§ **Task prompt**
Could you continue the committee meeting minutes from the point where they end?

§ **Text**

******

Mr Msibi agreed to look into the use of graded establishments by government departments. He would speak to his colleagues who did specialised audits.
The Chairperson stated that it was just a suggestion by the Committee.
Ms Bam-Mugwanya reiterated the point that the AG’s presentation should have been before the NDT Annual Report briefing. It would have allowed the Committee the opportunity to ask the NDT directly to speak about matters of concern.
The Chairperson stated that the Committee had had a heated session with SA Tourism when it presented its Annual Report the previous week. The financial officer of SA Tourism had not been present at the meeting. The Committee had to be content with the Board of SA Tourism taking responsibility for its shortfalls.
Ms Njobe asked for the opinion of the AG’s Office of the NDT and SA Tourism when compared to other departments. She asked the presenters to respond in their own words.

******

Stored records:
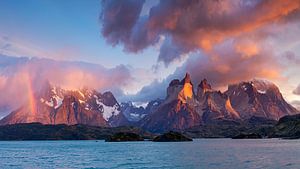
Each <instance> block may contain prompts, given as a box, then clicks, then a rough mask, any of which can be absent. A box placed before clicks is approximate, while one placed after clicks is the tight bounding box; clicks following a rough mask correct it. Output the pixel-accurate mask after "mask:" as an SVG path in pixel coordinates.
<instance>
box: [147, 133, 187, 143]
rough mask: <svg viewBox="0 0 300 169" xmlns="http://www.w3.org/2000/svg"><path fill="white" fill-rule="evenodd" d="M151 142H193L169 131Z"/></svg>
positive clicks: (161, 135)
mask: <svg viewBox="0 0 300 169" xmlns="http://www.w3.org/2000/svg"><path fill="white" fill-rule="evenodd" d="M152 141H154V142H183V141H193V139H191V138H189V137H187V136H185V135H183V134H181V133H179V132H173V131H170V132H168V133H164V134H162V135H160V136H156V137H155V138H154V139H153V140H152Z"/></svg>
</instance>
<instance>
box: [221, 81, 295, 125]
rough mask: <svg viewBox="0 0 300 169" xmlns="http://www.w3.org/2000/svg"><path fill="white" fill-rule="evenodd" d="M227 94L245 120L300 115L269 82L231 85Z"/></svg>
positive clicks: (243, 82) (227, 90) (274, 85)
mask: <svg viewBox="0 0 300 169" xmlns="http://www.w3.org/2000/svg"><path fill="white" fill-rule="evenodd" d="M225 93H226V94H227V95H228V96H229V99H230V100H231V104H232V107H233V108H234V109H235V110H236V111H237V112H239V113H240V116H241V118H243V119H248V118H250V117H252V116H257V117H264V118H268V119H274V120H279V119H280V118H281V117H283V116H285V115H293V114H297V113H299V112H298V111H297V110H296V109H295V108H294V107H292V106H291V105H289V104H288V103H287V102H286V101H285V100H284V99H283V97H282V95H281V93H280V91H279V89H278V88H277V87H276V86H275V85H274V84H273V83H271V82H268V81H264V80H253V81H251V82H242V83H239V84H235V85H230V86H229V87H228V90H227V91H226V92H225Z"/></svg>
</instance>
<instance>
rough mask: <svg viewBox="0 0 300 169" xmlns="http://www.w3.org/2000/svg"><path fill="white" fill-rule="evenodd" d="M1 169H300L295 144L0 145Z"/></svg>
mask: <svg viewBox="0 0 300 169" xmlns="http://www.w3.org/2000/svg"><path fill="white" fill-rule="evenodd" d="M0 165H1V167H0V168H1V169H2V168H3V169H5V168H172V169H173V168H183V169H189V168H209V169H213V168H218V169H220V168H224V169H228V168H264V169H265V168H272V169H273V168H300V140H281V139H259V140H232V139H195V140H194V141H193V142H179V143H157V142H148V141H147V142H121V143H112V142H110V143H108V142H104V141H102V140H100V141H0Z"/></svg>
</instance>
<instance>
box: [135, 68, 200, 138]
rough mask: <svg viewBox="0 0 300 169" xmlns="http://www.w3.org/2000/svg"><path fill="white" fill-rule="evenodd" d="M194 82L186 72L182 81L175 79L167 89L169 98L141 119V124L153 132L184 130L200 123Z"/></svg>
mask: <svg viewBox="0 0 300 169" xmlns="http://www.w3.org/2000/svg"><path fill="white" fill-rule="evenodd" d="M193 103H194V92H193V84H192V83H191V79H190V75H189V74H186V76H185V78H184V79H183V80H181V81H179V80H173V81H171V83H170V84H169V87H168V89H167V98H166V99H165V101H163V102H162V103H161V104H160V106H159V107H158V108H157V110H156V111H154V112H153V113H151V114H149V115H148V116H146V117H145V118H144V119H142V120H141V122H140V126H141V127H142V128H144V129H146V130H149V131H152V132H163V131H168V130H183V129H185V128H189V127H191V126H195V125H199V123H200V122H201V117H200V115H199V114H198V113H197V112H196V109H195V107H194V106H193Z"/></svg>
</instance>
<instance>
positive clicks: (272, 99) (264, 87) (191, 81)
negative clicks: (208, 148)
mask: <svg viewBox="0 0 300 169" xmlns="http://www.w3.org/2000/svg"><path fill="white" fill-rule="evenodd" d="M297 113H299V112H298V110H296V109H295V108H293V107H292V106H291V105H289V104H288V103H287V102H286V101H285V100H284V99H283V97H282V95H281V93H280V91H279V89H278V88H277V87H276V86H275V85H274V84H273V83H271V82H268V81H265V80H253V81H249V82H241V83H238V84H234V85H229V87H228V90H227V91H226V92H220V91H216V90H213V89H212V87H211V85H210V84H209V83H208V81H207V80H206V79H204V80H202V81H201V82H200V84H199V85H198V88H197V94H196V95H195V94H194V89H193V83H192V81H191V76H190V75H189V74H186V76H185V78H184V79H183V80H181V81H180V80H178V79H175V80H172V81H171V83H170V84H169V87H168V88H167V97H166V99H165V100H164V101H163V102H162V103H161V104H160V106H159V107H158V108H157V110H156V111H154V112H153V113H151V114H149V115H148V116H146V117H145V118H143V119H142V120H141V121H140V126H141V127H142V128H144V129H146V130H149V131H152V132H165V131H169V130H175V131H182V130H185V129H187V128H191V127H193V126H199V125H206V124H216V123H215V122H218V121H222V120H223V121H224V120H225V121H226V120H227V121H237V122H242V121H247V120H249V119H251V118H252V117H256V118H257V119H258V120H260V119H269V120H270V123H272V120H279V118H281V117H283V116H285V115H293V114H297ZM253 120H254V118H252V121H253ZM263 122H264V120H263ZM253 123H254V122H253Z"/></svg>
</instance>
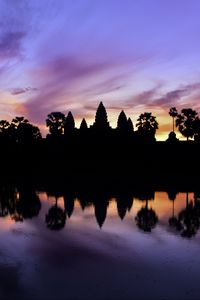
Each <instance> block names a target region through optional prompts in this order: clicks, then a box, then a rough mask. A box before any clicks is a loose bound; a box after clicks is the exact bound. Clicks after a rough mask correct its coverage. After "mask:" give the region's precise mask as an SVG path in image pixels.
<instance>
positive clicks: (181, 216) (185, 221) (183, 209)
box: [178, 193, 199, 238]
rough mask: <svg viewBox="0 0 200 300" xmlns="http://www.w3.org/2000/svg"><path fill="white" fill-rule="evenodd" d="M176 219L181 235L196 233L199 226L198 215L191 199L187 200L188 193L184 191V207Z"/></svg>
mask: <svg viewBox="0 0 200 300" xmlns="http://www.w3.org/2000/svg"><path fill="white" fill-rule="evenodd" d="M178 220H179V222H180V224H181V235H182V236H183V237H188V238H190V237H192V236H193V235H195V234H196V233H197V230H198V228H199V216H198V214H197V211H196V208H195V206H194V204H193V202H192V201H190V202H189V201H188V193H186V208H185V209H183V210H182V211H181V212H180V213H179V215H178Z"/></svg>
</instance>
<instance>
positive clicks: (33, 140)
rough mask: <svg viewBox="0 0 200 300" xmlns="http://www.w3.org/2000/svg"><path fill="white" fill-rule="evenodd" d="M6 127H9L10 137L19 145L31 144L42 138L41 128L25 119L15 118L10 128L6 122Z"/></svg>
mask: <svg viewBox="0 0 200 300" xmlns="http://www.w3.org/2000/svg"><path fill="white" fill-rule="evenodd" d="M4 126H6V127H7V129H6V130H7V131H8V134H9V137H10V138H11V139H12V140H13V141H15V142H17V143H30V142H32V141H35V140H39V139H41V138H42V135H41V133H40V130H39V128H38V127H37V126H34V125H32V124H31V123H29V121H28V120H27V119H25V118H24V117H15V118H14V119H13V120H12V122H11V124H10V126H9V125H8V124H6V122H4Z"/></svg>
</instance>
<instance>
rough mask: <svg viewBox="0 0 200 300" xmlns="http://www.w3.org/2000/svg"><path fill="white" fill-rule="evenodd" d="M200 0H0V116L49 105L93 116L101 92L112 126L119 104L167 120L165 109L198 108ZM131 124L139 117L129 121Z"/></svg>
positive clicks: (33, 112)
mask: <svg viewBox="0 0 200 300" xmlns="http://www.w3.org/2000/svg"><path fill="white" fill-rule="evenodd" d="M199 12H200V1H199V0H134V1H132V0H42V1H41V0H0V119H7V120H9V121H11V120H12V118H13V117H14V116H21V115H23V116H25V117H27V118H28V119H29V121H30V122H32V123H34V124H36V125H38V126H39V128H40V129H41V131H42V133H43V135H44V136H45V134H46V133H47V129H46V126H45V120H46V117H47V114H48V113H50V112H53V111H61V112H63V113H65V114H67V113H68V112H69V111H71V112H72V114H73V115H74V117H75V121H76V126H77V127H79V125H80V122H81V119H82V118H83V117H85V118H86V121H87V123H88V124H92V123H93V121H94V117H95V111H96V108H97V106H98V104H99V102H100V101H102V102H103V103H104V105H105V107H106V109H107V113H108V118H109V121H110V125H111V126H112V127H115V126H116V122H117V117H118V115H119V113H120V111H121V110H122V109H123V110H124V111H125V113H126V115H127V116H128V117H131V119H132V121H133V123H134V125H135V124H136V120H137V118H138V117H139V115H140V114H141V113H144V112H152V113H153V114H154V115H155V116H156V117H157V120H158V122H159V130H158V132H157V139H158V140H159V139H160V140H162V139H166V138H167V136H168V133H169V131H171V130H172V120H171V117H170V116H169V114H168V112H169V109H170V107H172V106H176V107H177V109H178V111H180V110H181V109H182V108H188V107H191V108H193V109H196V110H197V111H198V112H199V113H200V101H199V99H200V38H199V36H200V18H199ZM135 128H136V127H135Z"/></svg>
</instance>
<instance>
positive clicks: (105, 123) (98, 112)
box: [93, 102, 109, 130]
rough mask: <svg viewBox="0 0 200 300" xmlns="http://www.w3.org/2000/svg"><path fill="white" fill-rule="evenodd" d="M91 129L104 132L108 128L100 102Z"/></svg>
mask: <svg viewBox="0 0 200 300" xmlns="http://www.w3.org/2000/svg"><path fill="white" fill-rule="evenodd" d="M93 127H94V128H95V129H97V130H105V129H108V128H109V122H108V117H107V112H106V109H105V107H104V105H103V103H102V102H100V104H99V106H98V108H97V111H96V116H95V122H94V124H93Z"/></svg>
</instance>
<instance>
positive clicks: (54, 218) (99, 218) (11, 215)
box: [0, 184, 200, 238]
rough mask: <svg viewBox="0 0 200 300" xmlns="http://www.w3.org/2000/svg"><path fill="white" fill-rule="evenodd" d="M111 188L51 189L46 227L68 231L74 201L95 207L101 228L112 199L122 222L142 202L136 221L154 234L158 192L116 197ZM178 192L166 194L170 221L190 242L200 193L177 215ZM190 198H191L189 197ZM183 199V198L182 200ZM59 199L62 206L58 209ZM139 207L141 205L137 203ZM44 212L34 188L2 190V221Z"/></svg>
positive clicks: (25, 217) (140, 224)
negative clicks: (134, 200)
mask: <svg viewBox="0 0 200 300" xmlns="http://www.w3.org/2000/svg"><path fill="white" fill-rule="evenodd" d="M110 190H111V189H110V188H109V187H108V186H103V185H102V186H99V188H96V187H93V186H91V187H90V189H89V188H87V187H85V186H82V187H81V189H78V188H77V190H76V188H75V187H71V188H70V189H66V188H64V187H62V188H60V187H55V186H51V185H49V186H48V189H46V191H47V195H48V196H52V197H53V198H54V200H55V203H54V204H53V205H52V206H51V207H50V208H49V210H48V211H47V212H46V219H45V221H46V224H47V227H48V228H50V229H53V230H58V229H62V228H64V227H65V224H66V220H67V218H70V217H72V215H73V212H74V206H75V201H77V203H78V202H79V204H80V207H81V208H82V209H83V210H84V209H87V208H88V209H89V208H90V207H92V206H93V207H94V214H95V217H96V221H97V224H98V225H99V227H100V228H101V227H102V226H103V224H104V223H105V220H106V217H107V209H108V206H109V199H111V198H112V199H113V201H115V203H116V207H117V212H118V216H119V218H120V219H121V220H124V219H126V215H127V212H128V211H130V210H131V208H132V205H133V199H137V200H140V201H141V209H138V211H137V214H136V217H135V221H136V224H137V226H138V227H139V228H140V229H142V230H143V231H145V232H151V230H152V229H153V228H154V227H155V226H156V224H157V222H158V216H157V214H156V212H155V211H154V210H153V209H152V208H149V207H148V203H149V200H154V198H155V191H154V190H153V189H151V188H150V187H149V188H144V189H140V188H137V189H135V192H132V191H130V190H129V189H118V191H117V192H116V193H114V192H112V191H110ZM177 193H178V192H177V190H175V189H169V190H168V191H167V194H168V199H169V200H170V201H171V204H170V205H171V207H172V214H171V216H170V218H169V225H170V227H171V228H172V230H173V231H172V232H177V233H178V234H180V236H182V237H187V238H191V237H193V236H195V235H196V233H197V232H198V230H199V228H200V192H199V191H195V193H194V197H193V198H192V200H191V199H190V197H191V196H190V197H189V194H188V193H185V207H184V208H182V209H180V205H178V206H176V207H179V212H176V213H175V212H174V203H175V200H176V196H177ZM190 195H191V194H190ZM179 197H180V196H179ZM58 198H60V201H63V202H60V206H58ZM136 202H137V203H139V202H138V201H136ZM40 208H41V203H40V199H39V197H38V195H37V193H36V189H35V187H34V186H33V185H30V184H26V185H22V184H21V185H18V186H17V187H16V186H15V185H12V184H4V185H1V186H0V217H6V216H10V217H11V218H12V219H13V220H15V221H16V222H17V221H23V220H24V219H30V218H33V217H36V216H37V215H38V214H39V212H40Z"/></svg>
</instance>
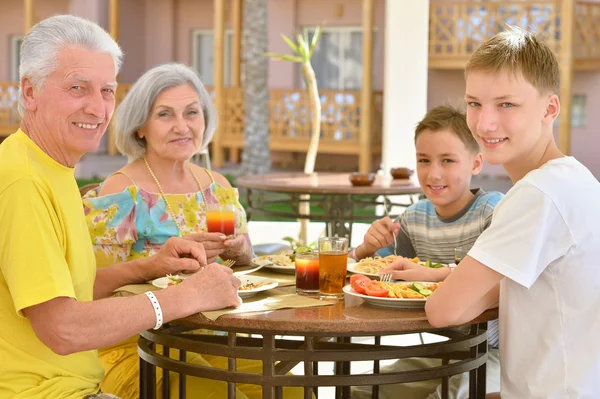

******

§ **Answer area**
Mr Msibi stated that the AG’s Office had looked at contracts that had been running for many years. Various other things had also been looked at. Specific attention had been paid to supply chain drivers. He noted that it was encouraging that the NDT had no findings in supply chain management. The NDT was doing okay when compared to the national picture. Sixty five percent of departments had findings. On material mistakes most departments, including tourism and its entities, had findings.
The Chairperson referred to the Audit Report on page 137, section 10 of the SA Tourism Annual Report 2010/11 and read out a statement on compliance with laws and regulations: The accounting authority submitted financial statements for auditing that were not prepared in all material aspects in accordance with generally recognised accounting practice as required by section 55(1)(b) of the PFMA. Material misstatements identified during the audit were subsequently corrected in the financial statements.
When SA Tourism was questioned about it, the response had been that the statement should not have been included in the Annual Report. He wished the AG’s Office to confirm whether it was in fact the case.
Mr Msibi stated that the SA Tourism Annual Report 2010/11 was correct as it was and had been signed off. The content of the Report should remain as it was.
Ms Njobe wished to double check whether the statement as was reflected in the Report was correct.
Mr Msibi once again confirmed that the statement reflected in the Report was correct.
The Chairperson thanked the AG’s Office for the presentation and commended the work of its entire staff.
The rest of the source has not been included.